## ZADANIE DO WYKONANIA 1
Przepisz dokładnie fragment wywiadu o Janie Pawle II: zacznij od miejsca ze słowami „Człowiek obok swych”, a zakończ po słowach „swojego ziemskiego życia.”.

## PODANY FRAGMENT
--
On jest dla nas wielką nauką,pokrzepieniem i wskazówką

Z Jego Eminencją ks. kard. Stanisławem Nagym z Krakowa rozmawia Sławomir Jagodziński

Mija rok od czasu, gdy Ojciec Święty Jan Paweł II odszedł do domu Ojca. Jakie wspomnienia i refleksje towarzyszą Eminencji, gdy powraca myślą i sercem do tamtych szczególnych dni z kwietnia 2005 roku?
– Wskażę tutaj dwa nurty zamyślenia nad tamtymi dniami. Pierwszy to napisana cierpieniem przez Ojca Świętego encyklika o umieraniu i śmierci. Wszystkie papieskie dokumenty, encykliki są niezwykle cenne. Stanowią one zrąb doktryny katolickiej, do której będzie się musiał Kościół nieustannie odwoływać. Jednak ta ostatnia encyklika, napisana takim piórem – piórem konania, umierania na oczach świata – jest dokumentem wyjątkowym i o ogromnej wadze. Jego wątkiem wiodącym były słowa: „Pozwólcie mi wrócić do domu Ojca”. Ta swoista encyklika wymaga powracania do jej zawartości treściowej. Bo przecież współczesny świat, przy całym swoim postępie, ogromnym dostatku, osiągnięciach intelektualnych i technicznych, napiętnowany jest poczuciem przemijania, tego, że się idzie ku niewiadomej. To zaś rodzić może lęk, jeżeli nie rozpacz. Ojciec Święty Jan Paweł II dokładnie słyszał ten jęk duszy współczesnego człowieka. Przecież opisał go już w swej pierwszej encyklice „Redemptor hominis”. Także w adhortacji apostolskiej „Ecclesia in Europa” jako zadanie wyznaczył Kościołowi to: przywróćcie temu dziwnemu światu, zadowolonemu z siebie, ale przecież coraz bardziej tonącemu w bezsensie i rozpaczy, nadzieję.
Człowiek obok swych sukcesów, osiągnięć równocześnie przeżywa – na swój sposób – ten moment przemijania. I nie jest go w stanie zrozumieć bez Boga, gdyż wówczas uświadamia sobie, że jest prowadzony donikąd, wtedy rodzi się niepewność. I właśnie w takim momencie dziejowym pojawia się tak wspaniałe świadectwo Papieża, tak wyjątkowy dokument napisany cierpieniem. On jest dla nas wielką nauką, pokrzepieniem i wskazówką, gdzie trzeba szukać siły i oparcia, gdzie trzeba szukać elementów dających nadzieję. To jest do znalezienia tylko w Bogu, którego Papież pragnął pełnić wolę aż do końca swojego ziemskiego życia.
--
## DANE DO ĆWICZENIA
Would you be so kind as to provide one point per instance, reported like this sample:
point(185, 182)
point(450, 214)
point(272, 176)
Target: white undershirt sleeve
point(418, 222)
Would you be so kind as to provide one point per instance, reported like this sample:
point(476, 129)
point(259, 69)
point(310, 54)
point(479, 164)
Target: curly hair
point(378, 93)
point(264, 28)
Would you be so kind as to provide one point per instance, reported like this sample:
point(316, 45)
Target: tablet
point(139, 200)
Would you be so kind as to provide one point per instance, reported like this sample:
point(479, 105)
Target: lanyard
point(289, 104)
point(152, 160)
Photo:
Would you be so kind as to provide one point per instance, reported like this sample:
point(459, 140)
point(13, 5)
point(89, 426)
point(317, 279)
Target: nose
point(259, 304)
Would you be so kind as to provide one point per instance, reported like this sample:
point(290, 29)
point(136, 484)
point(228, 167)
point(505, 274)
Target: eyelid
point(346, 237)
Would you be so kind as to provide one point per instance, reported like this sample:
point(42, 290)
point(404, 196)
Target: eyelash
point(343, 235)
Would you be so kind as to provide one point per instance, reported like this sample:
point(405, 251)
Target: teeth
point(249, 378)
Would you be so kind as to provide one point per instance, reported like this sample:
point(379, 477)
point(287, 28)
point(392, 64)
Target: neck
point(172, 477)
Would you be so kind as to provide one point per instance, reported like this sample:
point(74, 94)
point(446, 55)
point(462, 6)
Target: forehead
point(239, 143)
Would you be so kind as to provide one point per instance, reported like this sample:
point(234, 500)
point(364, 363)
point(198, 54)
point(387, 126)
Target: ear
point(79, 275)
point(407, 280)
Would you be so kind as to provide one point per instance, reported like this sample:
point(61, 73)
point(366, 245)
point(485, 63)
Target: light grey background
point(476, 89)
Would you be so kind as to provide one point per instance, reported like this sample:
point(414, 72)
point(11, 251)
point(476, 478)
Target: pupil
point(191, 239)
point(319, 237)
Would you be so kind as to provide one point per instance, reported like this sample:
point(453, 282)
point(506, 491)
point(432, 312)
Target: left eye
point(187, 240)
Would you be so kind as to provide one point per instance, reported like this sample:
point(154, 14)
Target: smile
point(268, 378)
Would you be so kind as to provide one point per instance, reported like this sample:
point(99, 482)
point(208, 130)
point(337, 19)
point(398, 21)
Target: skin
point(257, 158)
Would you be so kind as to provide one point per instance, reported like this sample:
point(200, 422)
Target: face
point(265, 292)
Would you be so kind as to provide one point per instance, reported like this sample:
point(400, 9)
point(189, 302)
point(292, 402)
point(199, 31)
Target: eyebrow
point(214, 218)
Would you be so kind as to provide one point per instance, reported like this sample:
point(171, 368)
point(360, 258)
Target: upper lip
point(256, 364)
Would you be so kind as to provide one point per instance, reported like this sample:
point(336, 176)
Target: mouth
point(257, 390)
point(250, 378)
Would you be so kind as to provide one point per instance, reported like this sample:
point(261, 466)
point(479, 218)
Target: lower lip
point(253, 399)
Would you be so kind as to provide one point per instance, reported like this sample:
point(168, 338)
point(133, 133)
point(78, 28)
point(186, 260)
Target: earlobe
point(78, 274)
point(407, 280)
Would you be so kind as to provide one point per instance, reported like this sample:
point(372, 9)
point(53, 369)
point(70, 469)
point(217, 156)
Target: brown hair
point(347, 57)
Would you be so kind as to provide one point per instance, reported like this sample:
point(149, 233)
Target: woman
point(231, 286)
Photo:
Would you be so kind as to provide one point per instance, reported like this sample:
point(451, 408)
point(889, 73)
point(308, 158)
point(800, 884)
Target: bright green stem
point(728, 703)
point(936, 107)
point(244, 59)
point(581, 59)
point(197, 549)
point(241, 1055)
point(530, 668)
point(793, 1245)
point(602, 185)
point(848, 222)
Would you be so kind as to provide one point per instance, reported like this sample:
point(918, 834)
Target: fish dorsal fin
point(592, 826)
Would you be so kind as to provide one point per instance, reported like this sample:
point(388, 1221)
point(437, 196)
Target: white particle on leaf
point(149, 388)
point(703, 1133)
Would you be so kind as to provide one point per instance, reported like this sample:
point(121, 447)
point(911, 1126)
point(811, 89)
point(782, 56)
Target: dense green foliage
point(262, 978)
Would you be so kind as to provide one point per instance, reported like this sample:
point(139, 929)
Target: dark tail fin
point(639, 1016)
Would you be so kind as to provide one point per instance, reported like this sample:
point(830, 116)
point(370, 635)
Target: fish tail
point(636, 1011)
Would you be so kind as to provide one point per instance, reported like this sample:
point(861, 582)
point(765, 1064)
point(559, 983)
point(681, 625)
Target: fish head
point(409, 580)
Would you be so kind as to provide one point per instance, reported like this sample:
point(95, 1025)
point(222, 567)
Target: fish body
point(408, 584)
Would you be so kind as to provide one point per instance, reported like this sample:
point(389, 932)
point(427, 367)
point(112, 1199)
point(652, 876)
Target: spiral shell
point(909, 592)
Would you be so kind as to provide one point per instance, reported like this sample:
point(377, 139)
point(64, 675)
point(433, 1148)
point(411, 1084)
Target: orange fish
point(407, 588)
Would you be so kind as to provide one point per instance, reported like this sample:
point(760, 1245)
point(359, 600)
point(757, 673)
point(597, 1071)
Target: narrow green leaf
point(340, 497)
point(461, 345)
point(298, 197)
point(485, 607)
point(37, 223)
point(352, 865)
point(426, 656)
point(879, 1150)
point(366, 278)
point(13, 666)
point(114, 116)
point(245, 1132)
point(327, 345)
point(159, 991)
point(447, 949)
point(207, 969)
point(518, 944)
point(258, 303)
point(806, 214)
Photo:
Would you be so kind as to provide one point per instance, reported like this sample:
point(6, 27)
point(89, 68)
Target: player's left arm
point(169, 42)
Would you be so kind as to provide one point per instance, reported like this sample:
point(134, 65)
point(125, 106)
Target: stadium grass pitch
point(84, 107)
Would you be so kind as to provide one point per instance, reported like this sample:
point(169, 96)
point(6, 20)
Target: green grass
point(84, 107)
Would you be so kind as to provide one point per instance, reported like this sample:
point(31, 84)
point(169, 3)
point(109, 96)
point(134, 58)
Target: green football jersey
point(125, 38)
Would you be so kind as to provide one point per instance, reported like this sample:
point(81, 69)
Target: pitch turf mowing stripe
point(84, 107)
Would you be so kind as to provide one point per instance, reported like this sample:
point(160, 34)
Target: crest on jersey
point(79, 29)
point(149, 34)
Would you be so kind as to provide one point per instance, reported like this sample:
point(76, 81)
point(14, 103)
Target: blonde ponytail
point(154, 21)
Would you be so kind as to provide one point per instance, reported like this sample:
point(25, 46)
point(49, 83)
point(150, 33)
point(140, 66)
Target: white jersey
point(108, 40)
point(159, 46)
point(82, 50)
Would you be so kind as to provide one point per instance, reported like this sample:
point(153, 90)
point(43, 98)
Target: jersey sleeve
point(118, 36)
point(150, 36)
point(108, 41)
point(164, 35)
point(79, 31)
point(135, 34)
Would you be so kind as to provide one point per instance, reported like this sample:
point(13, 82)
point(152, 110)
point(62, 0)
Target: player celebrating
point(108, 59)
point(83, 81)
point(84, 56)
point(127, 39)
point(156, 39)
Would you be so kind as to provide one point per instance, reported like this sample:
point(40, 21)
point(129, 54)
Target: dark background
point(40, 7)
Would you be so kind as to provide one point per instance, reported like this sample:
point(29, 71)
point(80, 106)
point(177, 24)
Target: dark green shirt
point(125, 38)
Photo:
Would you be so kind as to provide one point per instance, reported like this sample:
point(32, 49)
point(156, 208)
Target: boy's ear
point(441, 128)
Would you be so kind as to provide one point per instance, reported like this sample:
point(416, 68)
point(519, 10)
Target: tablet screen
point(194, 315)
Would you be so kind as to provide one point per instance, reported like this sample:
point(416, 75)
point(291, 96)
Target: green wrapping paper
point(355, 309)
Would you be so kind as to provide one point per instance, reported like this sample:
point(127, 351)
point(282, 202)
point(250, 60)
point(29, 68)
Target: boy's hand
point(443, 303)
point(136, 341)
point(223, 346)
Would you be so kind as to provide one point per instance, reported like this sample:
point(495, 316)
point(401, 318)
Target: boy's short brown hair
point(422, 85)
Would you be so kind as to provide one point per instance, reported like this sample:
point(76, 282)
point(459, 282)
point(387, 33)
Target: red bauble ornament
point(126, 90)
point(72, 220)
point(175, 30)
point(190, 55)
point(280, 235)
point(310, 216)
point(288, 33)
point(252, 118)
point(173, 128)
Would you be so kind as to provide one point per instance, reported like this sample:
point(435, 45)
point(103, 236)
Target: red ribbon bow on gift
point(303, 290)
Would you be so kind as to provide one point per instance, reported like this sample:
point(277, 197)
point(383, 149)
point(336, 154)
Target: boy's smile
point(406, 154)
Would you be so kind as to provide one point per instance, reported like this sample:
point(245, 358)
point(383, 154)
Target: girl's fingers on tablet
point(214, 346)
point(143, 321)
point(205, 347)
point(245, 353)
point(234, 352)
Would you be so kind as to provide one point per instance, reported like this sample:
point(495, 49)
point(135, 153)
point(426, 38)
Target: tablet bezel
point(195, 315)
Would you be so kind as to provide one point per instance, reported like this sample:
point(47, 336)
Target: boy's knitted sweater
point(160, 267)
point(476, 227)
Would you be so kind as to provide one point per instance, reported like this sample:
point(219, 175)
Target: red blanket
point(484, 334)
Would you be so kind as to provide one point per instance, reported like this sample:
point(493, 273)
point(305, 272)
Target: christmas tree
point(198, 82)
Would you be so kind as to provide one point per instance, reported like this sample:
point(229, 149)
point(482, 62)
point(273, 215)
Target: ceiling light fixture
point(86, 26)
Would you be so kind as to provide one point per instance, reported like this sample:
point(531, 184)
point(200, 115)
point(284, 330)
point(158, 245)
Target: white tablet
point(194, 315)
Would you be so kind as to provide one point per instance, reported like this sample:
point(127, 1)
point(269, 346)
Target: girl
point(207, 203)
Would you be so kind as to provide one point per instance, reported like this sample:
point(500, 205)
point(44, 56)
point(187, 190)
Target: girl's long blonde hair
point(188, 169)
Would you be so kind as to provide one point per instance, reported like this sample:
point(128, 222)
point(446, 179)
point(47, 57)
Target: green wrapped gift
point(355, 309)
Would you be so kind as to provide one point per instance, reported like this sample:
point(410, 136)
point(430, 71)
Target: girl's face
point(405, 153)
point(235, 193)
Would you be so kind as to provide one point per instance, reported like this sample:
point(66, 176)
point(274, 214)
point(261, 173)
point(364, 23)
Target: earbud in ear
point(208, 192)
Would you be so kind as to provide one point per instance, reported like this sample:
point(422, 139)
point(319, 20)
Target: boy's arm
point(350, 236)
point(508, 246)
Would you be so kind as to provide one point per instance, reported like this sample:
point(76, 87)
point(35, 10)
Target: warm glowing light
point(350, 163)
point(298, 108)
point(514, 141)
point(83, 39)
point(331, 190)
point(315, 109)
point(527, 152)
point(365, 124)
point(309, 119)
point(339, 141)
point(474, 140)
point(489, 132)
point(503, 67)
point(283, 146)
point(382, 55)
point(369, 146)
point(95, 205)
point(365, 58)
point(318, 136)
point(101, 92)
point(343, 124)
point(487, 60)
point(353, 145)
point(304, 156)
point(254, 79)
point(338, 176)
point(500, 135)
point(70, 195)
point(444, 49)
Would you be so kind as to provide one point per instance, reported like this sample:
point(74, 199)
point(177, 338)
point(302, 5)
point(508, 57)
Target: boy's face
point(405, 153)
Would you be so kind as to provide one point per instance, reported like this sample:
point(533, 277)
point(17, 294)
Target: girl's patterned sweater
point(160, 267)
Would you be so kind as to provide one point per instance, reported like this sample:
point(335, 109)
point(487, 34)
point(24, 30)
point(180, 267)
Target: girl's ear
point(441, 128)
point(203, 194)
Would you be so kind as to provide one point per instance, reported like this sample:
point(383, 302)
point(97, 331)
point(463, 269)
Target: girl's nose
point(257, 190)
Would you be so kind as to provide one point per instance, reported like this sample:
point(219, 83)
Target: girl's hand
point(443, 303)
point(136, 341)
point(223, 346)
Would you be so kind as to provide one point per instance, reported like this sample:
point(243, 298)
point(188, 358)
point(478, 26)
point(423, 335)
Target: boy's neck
--
## ZADANIE DO WYKONANIA 2
Podaj jako listę numerowaną wiersze rekordów od samego ich początku do wiersza zawierającego „point(418, 222)” włącznie, bez pustych wierszy.

## PEŁNA ODPOWIEDŹ 1
Człowiek obok swych sukcesów, osiągnięć równocześnie przeżywa – na swój sposób – ten moment przemijania. I nie jest go w stanie zrozumieć bez Boga, gdyż wówczas uświadamia sobie, że jest prowadzony donikąd, wtedy rodzi się niepewność. I właśnie w takim momencie dziejowym pojawia się tak wspaniałe świadectwo Papieża, tak wyjątkowy dokument napisany cierpieniem. On jest dla nas wielką nauką, pokrzepieniem i wskazówką, gdzie trzeba szukać siły i oparcia, gdzie trzeba szukać elementów dających nadzieję. To jest do znalezienia tylko w Bogu, którego Papież pragnął pełnić wolę aż do końca swojego ziemskiego życia.

## PEŁNA ODPOWIEDŹ 2
1. Would you be so kind as to provide one point per instance, reported like this sample:
2. point(185, 182)
3. point(450, 214)
4. point(272, 176)
5. Target: white undershirt sleeve
6. point(418, 222)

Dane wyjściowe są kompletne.